Restate the records that follow word for word. Omit the images.

DATA FOR PROCESSING:

————————

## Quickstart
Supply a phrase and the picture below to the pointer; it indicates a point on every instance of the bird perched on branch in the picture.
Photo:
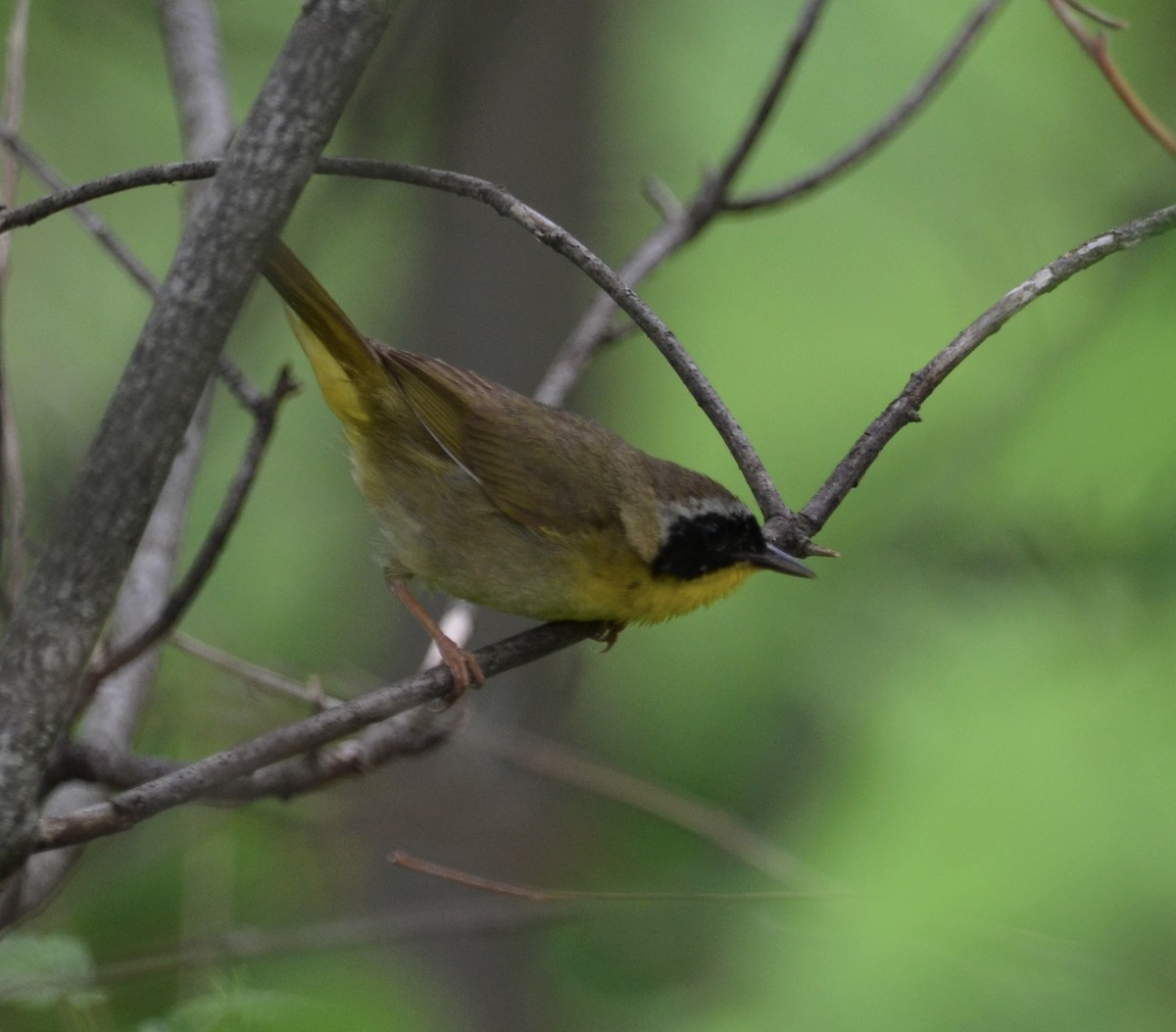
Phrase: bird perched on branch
(514, 505)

————————

FINAL ANSWER:
## Quickstart
Supply a phrase and the picture below to the pointer; it indicates a point on every instance of the bird perched on branch in the picture.
Photo:
Phrase: bird perched on branch
(514, 505)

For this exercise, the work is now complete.